DATA SHOWN:
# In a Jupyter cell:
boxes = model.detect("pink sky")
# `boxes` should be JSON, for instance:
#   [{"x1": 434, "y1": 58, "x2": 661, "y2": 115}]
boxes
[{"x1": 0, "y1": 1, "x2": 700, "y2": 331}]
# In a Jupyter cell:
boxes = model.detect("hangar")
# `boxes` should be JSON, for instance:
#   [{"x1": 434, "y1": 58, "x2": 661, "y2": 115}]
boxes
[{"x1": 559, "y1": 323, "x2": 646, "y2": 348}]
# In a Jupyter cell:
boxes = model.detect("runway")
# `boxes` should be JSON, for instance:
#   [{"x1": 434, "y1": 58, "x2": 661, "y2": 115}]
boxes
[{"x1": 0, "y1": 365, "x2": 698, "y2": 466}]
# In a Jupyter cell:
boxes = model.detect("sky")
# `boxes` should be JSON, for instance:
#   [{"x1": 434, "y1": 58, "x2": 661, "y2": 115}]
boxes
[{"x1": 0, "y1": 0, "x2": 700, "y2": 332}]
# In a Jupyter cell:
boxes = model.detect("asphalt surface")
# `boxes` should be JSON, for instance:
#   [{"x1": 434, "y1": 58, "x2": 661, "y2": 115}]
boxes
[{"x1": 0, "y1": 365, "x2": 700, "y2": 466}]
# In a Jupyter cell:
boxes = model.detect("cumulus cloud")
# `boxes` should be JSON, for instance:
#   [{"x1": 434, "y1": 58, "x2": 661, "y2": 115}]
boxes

PROBLEM STATEMENT:
Extract every line of the items above that contains the string "detect".

WRITTEN SOLUTION:
boxes = model.detect("pink sky")
boxes = model.detect("hangar")
boxes = model.detect("runway")
boxes = model.detect("sky")
boxes = model.detect("asphalt surface")
boxes = model.detect("cumulus cloud")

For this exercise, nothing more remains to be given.